* RECORDS FOR THE EXERCISE *
++++++++

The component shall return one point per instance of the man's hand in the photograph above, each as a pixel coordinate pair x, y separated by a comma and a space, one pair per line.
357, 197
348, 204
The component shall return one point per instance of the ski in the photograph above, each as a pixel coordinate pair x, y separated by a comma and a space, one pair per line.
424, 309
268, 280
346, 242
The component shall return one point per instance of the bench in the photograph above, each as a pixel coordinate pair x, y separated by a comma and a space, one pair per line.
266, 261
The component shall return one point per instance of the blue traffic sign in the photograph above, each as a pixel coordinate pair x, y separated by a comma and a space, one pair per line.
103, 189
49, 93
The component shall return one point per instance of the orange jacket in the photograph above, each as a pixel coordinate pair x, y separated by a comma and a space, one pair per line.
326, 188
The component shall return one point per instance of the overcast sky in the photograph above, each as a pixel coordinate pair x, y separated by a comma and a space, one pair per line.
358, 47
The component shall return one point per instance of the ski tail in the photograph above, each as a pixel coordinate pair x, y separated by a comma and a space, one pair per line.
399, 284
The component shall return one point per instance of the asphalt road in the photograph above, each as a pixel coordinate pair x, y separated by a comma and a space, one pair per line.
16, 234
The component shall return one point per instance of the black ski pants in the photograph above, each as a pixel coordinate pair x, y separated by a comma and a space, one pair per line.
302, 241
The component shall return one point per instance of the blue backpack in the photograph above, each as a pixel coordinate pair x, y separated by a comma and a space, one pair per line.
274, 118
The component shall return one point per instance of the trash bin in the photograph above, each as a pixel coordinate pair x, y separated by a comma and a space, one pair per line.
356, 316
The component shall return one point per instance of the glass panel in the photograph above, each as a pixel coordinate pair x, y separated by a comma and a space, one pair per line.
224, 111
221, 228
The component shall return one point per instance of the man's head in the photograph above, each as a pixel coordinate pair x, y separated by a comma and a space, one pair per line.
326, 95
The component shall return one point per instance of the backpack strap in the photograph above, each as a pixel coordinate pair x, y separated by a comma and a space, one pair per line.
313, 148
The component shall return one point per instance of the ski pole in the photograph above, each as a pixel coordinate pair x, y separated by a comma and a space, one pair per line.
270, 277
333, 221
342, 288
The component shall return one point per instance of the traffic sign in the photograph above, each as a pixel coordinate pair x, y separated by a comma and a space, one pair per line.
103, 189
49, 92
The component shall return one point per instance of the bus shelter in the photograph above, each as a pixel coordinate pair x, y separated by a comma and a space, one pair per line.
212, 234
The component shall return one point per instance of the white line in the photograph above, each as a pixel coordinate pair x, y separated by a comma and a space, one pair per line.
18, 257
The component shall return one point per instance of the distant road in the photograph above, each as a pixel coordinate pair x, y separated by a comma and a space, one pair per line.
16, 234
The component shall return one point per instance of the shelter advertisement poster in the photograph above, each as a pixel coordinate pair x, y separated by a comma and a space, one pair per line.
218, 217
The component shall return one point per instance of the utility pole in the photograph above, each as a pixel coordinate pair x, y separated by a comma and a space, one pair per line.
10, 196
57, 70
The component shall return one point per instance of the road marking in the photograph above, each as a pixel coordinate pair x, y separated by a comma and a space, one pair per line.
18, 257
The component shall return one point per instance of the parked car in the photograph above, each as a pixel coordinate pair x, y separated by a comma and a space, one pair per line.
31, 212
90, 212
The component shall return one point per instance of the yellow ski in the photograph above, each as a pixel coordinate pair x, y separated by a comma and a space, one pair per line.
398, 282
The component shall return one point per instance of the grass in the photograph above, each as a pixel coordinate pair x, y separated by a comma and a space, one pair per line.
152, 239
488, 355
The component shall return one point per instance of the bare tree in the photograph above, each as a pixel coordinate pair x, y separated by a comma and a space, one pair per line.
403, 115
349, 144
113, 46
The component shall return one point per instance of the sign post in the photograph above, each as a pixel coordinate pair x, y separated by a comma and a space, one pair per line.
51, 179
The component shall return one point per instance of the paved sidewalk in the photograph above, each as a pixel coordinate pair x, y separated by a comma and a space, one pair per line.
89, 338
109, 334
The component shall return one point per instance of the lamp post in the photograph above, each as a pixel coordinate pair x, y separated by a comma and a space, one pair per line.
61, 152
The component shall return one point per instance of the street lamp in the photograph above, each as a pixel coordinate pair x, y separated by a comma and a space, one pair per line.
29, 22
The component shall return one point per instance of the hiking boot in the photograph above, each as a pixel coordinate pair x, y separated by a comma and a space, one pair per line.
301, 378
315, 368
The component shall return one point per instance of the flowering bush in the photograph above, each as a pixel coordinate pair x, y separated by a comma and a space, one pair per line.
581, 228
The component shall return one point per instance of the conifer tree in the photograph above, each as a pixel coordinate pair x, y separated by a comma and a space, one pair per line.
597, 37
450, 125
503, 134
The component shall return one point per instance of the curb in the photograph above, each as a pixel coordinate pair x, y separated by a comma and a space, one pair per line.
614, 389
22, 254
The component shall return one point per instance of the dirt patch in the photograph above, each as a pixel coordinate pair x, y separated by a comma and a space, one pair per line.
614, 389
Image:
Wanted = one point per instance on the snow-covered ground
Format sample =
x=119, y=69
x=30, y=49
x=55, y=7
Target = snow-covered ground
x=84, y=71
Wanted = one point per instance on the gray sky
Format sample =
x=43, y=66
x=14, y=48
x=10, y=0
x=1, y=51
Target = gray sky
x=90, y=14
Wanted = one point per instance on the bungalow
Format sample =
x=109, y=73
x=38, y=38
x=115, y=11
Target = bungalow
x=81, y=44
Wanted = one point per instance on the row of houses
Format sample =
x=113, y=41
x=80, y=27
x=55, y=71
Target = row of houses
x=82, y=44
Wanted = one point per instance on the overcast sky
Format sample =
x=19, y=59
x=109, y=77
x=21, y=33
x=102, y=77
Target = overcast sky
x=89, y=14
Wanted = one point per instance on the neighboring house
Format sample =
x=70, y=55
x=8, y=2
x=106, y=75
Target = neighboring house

++++++++

* GOAL *
Print the material once more, exactly.

* THE REPLY *
The component shall return one point per instance of the man's hand in the photograph above, each as a pixel coordinate pair x, y separated by a comma and a space, one pair per line.
357, 197
348, 204
The component shall return one point per instance of the ski in the photograph above, each as a pixel coordinate pair x, y separated by a comma and a space, one pair per line.
424, 309
268, 280
346, 242
The component shall return one point per instance of the bench in the photograph above, each as a pixel coordinate pair x, y separated by a comma and a space, one pair per line.
266, 261
The component shall return one point per instance of the blue traffic sign in the photograph above, each as a pixel coordinate pair x, y separated by a comma and a space, one pair per line.
103, 189
49, 93
The component shall return one point per instance of the orange jacket in the photograph above, each as a pixel coordinate pair x, y separated by a comma and a space, one pair per line.
326, 188
The component shall return one point per instance of the overcast sky in the photograph above, each as a pixel coordinate pair x, y separated by a comma and a space, one pair per line.
358, 47
The component shall return one point per instance of the ski tail in the photograph above, each as a pixel coordinate pair x, y separated by a comma and a space, one pair per line.
399, 284
The component shall return one point per instance of the asphalt road in the photograph above, each as a pixel coordinate pair x, y separated by a comma and a space, one pair per line.
16, 234
The component shall return one point per instance of the black ski pants in the photograph above, each as a pixel coordinate pair x, y separated by a comma and a space, one pair per line.
302, 241
The component shall return one point per instance of the blue backpack in the photograph above, each as a pixel coordinate pair x, y separated by a comma and a space, one pair per line.
274, 118
The component shall return one point per instance of the trash bin in the photograph above, each as a pixel coordinate pair x, y separated by a comma and a space, one pair per line.
356, 316
The component shall return one point per instance of the glass panel in the photograph above, each as a pixel coordinate pair x, y separated by a comma and a space, one pair per line.
224, 111
221, 228
The component shall return one point per instance of the man's head in the photograph above, each as a pixel coordinate pair x, y separated by a comma and a space, one pair per line.
326, 95
The component shall return one point per instance of the backpack strap in the photograph above, each as a pixel coordinate pair x, y separated by a comma and a space, one pair per line.
313, 148
The component shall return one point per instance of the ski pole in the photograph above, each as a pixel coordinate pair x, y separated by a comma and a space, one pair per line.
270, 277
333, 221
342, 288
The component shall return one point per instance of the traffic sign in the photograph above, each as a pixel coordinate pair x, y separated by a comma and a space, one pair per line.
103, 189
49, 92
The component shall return one point per instance of the bus shelter in the photograph above, each as a pixel coordinate pair x, y separated by a comma and a space, one pair per line.
212, 234
The component shall return one point per instance of the white line in the photograph above, each as a pixel coordinate pair x, y separated by a comma and a space, one pair per line.
18, 257
The component shall return one point per instance of the distant road in the photograph above, each as a pixel coordinate pair x, y separated by a comma and a space, one pair per line.
16, 234
The component shall return one point per instance of the shelter advertisement poster in the photograph above, each as a pixel coordinate pair x, y separated by a comma and a space, one pair per line.
218, 217
The component shall return one point per instance of the utility pole in the photograph above, each as a pixel coordinate pair x, y separated by a comma and a space, one pair per line.
10, 196
57, 70
The component shall return one point per instance of the road marking in the photograph above, each as a pixel coordinate pair x, y separated by a comma and a space, one pair per line.
18, 257
The component shall return one point per instance of the parked car in the photograph above, each as a pixel coordinate pair x, y separated by a comma and a space, one pair per line.
31, 212
90, 212
The component shall return one point per instance of the yellow ski in the photograph above, each as a pixel coordinate pair x, y separated by a comma and a space, one pair per line.
398, 282
The component shall return one point per instance of the grass in the photograph above, each as a pixel coordinate pair x, y separated by a comma and a space, one pair per line.
152, 239
488, 355
The component shall return one point per instance of the bare tree in the photograph above, each as a pixel coordinate pair x, y separated by a comma and a space, one pair per line.
403, 115
349, 144
113, 46
The component shall return one point per instance of the sign post in the photograph above, each as a pixel coordinate pair x, y separated by a comma and a space, one pair per line.
51, 179
The component shall return one point per instance of the paved sidewalk in the photograph above, each as a pixel coordinate pair x, y separated by a comma and a space, one pair per line.
89, 338
109, 334
The component shall return one point per instance of the lamp post in the photograph above, each as a pixel coordinate pair x, y separated by a comma and a space, one pair per line.
61, 152
The component shall return one point per instance of the street lamp in the photograph above, each as a pixel coordinate pair x, y separated by a comma and a space, one pair per line.
29, 22
The component shall return one point per instance of the hiking boot in the photograph above, each as a pixel coordinate pair x, y separated by a comma and a space, one pair per line.
301, 378
315, 368
The component shall return one point per instance of the flowering bush in the photograph above, each as a pixel coordinate pair x, y separated by a comma and a space, one pair per line.
581, 228
The component shall return one point per instance of the conifer tree in the photograph above, each as a pixel coordinate pair x, y separated by a comma and a space, one pair per line.
597, 37
450, 125
503, 134
The component shall return one point per instance of the curb in the photograph above, each as a pixel coordinate pair x, y separated by a comma and a space, one pair per line.
614, 389
22, 254
The component shall return one point per instance of the dirt patch in the photograph above, each as a pixel coordinate pair x, y separated by a comma and a space, one pair per line.
614, 389
Image:
Wanted = one point per instance on the snow-covered ground
Format sample =
x=119, y=69
x=30, y=49
x=55, y=7
Target = snow-covered ground
x=84, y=71
Wanted = one point per instance on the gray sky
Format sample =
x=43, y=66
x=14, y=48
x=10, y=0
x=1, y=51
Target = gray sky
x=90, y=14
Wanted = one point per instance on the bungalow
Format sample =
x=109, y=73
x=38, y=38
x=115, y=11
Target = bungalow
x=81, y=44
Wanted = one point per instance on the row of houses
Format sample =
x=113, y=41
x=80, y=27
x=55, y=71
Target = row of houses
x=82, y=44
Wanted = one point per instance on the overcast sky
Format sample =
x=19, y=59
x=109, y=77
x=21, y=33
x=102, y=77
Target = overcast sky
x=89, y=14
Wanted = one point per instance on the neighboring house
Format sample =
x=70, y=55
x=8, y=2
x=106, y=75
Target = neighboring house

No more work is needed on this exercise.